**What is required**
In the records below, take the line containing "Query = chick beak" and reproduce it and every subsequent line exactly, adding nothing.

**Input material**
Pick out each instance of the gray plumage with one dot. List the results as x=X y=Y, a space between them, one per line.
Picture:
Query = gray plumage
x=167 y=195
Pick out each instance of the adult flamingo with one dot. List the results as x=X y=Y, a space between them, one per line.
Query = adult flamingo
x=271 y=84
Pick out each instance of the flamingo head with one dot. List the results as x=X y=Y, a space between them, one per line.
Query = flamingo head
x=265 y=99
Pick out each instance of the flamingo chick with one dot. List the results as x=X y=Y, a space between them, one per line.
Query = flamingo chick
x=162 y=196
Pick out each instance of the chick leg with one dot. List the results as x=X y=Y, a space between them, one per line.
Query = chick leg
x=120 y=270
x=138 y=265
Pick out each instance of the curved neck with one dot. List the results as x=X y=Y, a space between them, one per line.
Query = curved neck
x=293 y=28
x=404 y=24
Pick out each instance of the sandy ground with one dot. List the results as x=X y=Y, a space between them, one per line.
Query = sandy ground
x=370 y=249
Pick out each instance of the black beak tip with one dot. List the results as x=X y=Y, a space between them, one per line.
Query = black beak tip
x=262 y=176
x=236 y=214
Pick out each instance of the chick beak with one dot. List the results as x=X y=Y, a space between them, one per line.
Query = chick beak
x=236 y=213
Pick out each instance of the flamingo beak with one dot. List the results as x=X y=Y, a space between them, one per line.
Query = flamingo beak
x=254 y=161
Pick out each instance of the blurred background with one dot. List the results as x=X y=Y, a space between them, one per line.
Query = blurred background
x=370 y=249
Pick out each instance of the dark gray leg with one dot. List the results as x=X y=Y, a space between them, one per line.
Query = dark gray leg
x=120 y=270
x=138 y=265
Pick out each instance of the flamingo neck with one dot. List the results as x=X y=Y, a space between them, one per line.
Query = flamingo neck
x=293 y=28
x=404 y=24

**Answer to this task**
Query = chick beak
x=236 y=213
Pick out each instance of the flamingo beak with one dot. List the results as x=X y=Y, a space between them, one per line.
Query = flamingo beak
x=254 y=161
Pick out each instance of the blurred background with one dot. List the results as x=X y=Y, a space between them, one per line.
Query = blurred background
x=370 y=249
Pick out each instance of the dark gray leg with one dot. List the results as x=X y=Y, a space between them, one per line.
Query = dark gray leg
x=120 y=270
x=138 y=265
Pick out each instance of the flamingo neck with one dot. List the results as x=X y=Y, a space between them, one per line.
Query = flamingo neck
x=293 y=28
x=404 y=24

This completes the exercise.